◆ Instructions for the task
Search the entries below. Return every line that has "wall" in it.

◆ The records

+ + + + +

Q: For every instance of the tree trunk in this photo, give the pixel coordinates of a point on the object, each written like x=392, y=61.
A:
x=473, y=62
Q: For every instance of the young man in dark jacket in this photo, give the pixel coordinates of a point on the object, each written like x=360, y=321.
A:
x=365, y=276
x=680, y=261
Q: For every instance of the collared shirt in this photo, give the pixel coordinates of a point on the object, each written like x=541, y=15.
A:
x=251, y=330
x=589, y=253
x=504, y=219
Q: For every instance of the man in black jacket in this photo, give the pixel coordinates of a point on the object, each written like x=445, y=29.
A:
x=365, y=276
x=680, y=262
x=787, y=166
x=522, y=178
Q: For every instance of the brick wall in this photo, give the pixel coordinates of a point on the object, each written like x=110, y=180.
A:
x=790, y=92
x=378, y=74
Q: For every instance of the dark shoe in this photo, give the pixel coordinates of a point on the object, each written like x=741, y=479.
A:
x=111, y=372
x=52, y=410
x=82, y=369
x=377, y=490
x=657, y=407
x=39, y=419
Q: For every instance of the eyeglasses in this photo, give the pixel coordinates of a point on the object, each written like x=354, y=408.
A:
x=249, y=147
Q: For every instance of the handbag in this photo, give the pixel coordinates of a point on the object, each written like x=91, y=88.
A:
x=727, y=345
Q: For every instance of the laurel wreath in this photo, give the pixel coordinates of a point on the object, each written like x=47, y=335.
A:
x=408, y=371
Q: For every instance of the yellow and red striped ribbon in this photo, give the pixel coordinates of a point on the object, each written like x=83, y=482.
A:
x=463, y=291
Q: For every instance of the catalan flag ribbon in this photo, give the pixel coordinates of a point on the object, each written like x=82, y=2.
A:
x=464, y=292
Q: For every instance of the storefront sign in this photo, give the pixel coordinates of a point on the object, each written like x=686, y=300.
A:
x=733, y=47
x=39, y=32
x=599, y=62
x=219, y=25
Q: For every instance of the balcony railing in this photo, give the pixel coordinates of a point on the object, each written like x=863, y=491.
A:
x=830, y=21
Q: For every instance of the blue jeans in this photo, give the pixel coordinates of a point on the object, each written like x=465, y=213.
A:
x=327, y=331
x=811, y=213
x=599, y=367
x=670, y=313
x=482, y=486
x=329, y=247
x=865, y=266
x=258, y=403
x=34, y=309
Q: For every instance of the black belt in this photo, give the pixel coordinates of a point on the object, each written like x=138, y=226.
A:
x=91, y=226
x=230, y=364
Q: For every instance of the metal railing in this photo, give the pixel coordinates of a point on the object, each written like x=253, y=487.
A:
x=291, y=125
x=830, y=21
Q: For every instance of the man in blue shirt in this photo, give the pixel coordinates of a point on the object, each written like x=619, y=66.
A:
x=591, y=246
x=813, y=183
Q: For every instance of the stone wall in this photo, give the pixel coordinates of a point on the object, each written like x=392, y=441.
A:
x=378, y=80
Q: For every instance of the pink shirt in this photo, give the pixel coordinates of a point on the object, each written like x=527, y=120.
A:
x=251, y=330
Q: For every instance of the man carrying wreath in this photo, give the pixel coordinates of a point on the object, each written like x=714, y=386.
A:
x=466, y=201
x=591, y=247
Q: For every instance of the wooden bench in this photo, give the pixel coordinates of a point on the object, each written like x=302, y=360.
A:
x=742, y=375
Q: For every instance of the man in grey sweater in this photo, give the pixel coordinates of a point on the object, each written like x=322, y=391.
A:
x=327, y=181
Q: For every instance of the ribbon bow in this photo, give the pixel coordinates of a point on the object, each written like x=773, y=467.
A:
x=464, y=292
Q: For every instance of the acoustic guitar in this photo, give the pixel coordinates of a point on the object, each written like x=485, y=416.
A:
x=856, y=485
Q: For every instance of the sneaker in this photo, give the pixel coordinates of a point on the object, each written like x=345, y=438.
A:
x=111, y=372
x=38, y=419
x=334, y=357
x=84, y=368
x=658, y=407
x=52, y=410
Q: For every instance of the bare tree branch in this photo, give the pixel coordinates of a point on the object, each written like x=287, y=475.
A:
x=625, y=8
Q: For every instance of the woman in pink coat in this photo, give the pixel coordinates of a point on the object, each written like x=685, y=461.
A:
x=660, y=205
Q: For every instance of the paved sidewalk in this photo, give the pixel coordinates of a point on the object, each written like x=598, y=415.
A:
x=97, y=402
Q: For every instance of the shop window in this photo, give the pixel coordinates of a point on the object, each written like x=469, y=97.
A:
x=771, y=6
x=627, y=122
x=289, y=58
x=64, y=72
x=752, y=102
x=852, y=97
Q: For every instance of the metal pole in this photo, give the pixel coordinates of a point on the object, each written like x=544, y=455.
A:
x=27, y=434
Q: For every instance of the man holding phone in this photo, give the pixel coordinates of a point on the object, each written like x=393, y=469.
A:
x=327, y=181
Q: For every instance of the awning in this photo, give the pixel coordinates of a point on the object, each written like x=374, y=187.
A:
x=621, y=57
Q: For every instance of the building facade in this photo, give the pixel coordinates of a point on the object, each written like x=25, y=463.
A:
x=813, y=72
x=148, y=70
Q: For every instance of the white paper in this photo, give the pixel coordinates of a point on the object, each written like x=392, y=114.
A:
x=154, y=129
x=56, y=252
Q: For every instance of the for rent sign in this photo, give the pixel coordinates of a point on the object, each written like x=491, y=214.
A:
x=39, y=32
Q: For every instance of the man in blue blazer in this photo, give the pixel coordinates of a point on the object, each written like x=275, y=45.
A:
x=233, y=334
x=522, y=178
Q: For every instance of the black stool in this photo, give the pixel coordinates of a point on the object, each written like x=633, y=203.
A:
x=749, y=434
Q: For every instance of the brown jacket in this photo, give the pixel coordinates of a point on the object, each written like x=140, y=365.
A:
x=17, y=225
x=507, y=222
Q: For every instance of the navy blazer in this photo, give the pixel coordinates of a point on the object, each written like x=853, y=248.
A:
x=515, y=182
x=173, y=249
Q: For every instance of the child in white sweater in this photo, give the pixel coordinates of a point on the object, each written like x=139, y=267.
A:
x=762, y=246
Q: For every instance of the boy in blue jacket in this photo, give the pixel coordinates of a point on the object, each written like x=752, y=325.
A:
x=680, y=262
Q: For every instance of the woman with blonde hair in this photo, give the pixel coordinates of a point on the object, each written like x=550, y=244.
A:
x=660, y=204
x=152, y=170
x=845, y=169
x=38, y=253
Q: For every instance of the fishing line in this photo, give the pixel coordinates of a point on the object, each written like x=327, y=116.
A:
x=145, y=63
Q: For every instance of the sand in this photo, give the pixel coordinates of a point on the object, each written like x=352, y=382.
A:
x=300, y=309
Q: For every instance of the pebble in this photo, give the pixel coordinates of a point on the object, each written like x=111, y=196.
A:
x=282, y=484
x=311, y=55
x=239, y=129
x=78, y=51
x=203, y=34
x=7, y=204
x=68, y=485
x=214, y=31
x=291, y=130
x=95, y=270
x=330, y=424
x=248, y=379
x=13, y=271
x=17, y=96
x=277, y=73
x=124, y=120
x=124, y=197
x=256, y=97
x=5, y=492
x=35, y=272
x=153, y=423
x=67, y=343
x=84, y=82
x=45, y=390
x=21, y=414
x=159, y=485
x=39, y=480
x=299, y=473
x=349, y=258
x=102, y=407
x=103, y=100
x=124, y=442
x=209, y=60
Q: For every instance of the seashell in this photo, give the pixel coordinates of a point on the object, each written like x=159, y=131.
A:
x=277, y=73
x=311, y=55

+ + + + +

◆ Task result
Q: For every instance of the brick wall in this photo, give the pixel coordinates of a point on the object, each written like x=110, y=180.
Q: For every instance of the stone wall in this photo, give the pixel coordinates of a point on the object, each written like x=392, y=441.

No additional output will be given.